Source excerpt:
>> START

At least one shoe assembly 40 is attached to an upper surface of the table assembly 28. As shown in FIGS. 3 and 6, each shoe assembly 40 comprises a bracket 42 and a removable shoe 44. In the currently preferred embodiment, each bracket 42 is welded to the table assembly 28 near a periphery of the table 36 (FIG. 5). Each bracket 42 is formed with a recess 46 located generally in a rear face of the bracket and a pocket 48 located in a front face of the bracket. A pair of openings 50 extend through the bracket 42 from the recess 46 to the pocket 48. As best shown in FIG. 6, the pocket 48 has a support surface 47 extending transversely of the central axis 22.

>> END

Material:
>> START

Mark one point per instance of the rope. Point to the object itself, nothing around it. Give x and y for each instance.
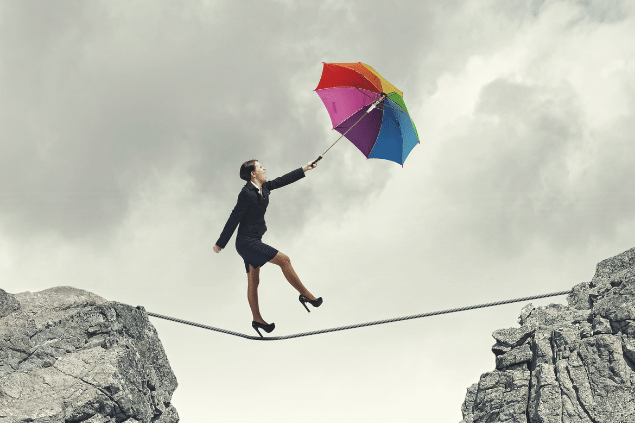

>> END

Challenge:
Pick up the description of the shoe assembly after its last sentence and carry it forward.

Answer for the task:
Each shoe 44 is formed to be releasably attached to a corresponding bracket 42. The shoe 44 has a front guide surface 54 and a rear attachment surface 59. The guide surface 54 is curved and extends generally radially from the central axis 22. The guide surface 54 has forward projecting upper and lower edges 56, 58 (FIG. 4). A boss 52 projects from the rear attachment surface 59 of each shoe 44 and is shaped to slidably fit inside the pocket 48 formed in the bracket 42. A pair of threaded apertures 60 are formed in the boss 52 and are positioned so that they are aligned with the bolt holes 50 when the boss 52 is inserted in the pocket 48, as illustrated in FIG. 6. A pair of bolts 62 (FIG. 3) are inserted through the bolt holes 50 and into the threaded holes 60 to thereby releasably secure the shoe 44 to the corresponding bracket 42. An outside edge of the boss 52 forms a contact surface 53 extending transversely of the central axis 22 for engaging the support surface 47 of the bracket 42, as described in greater detail below.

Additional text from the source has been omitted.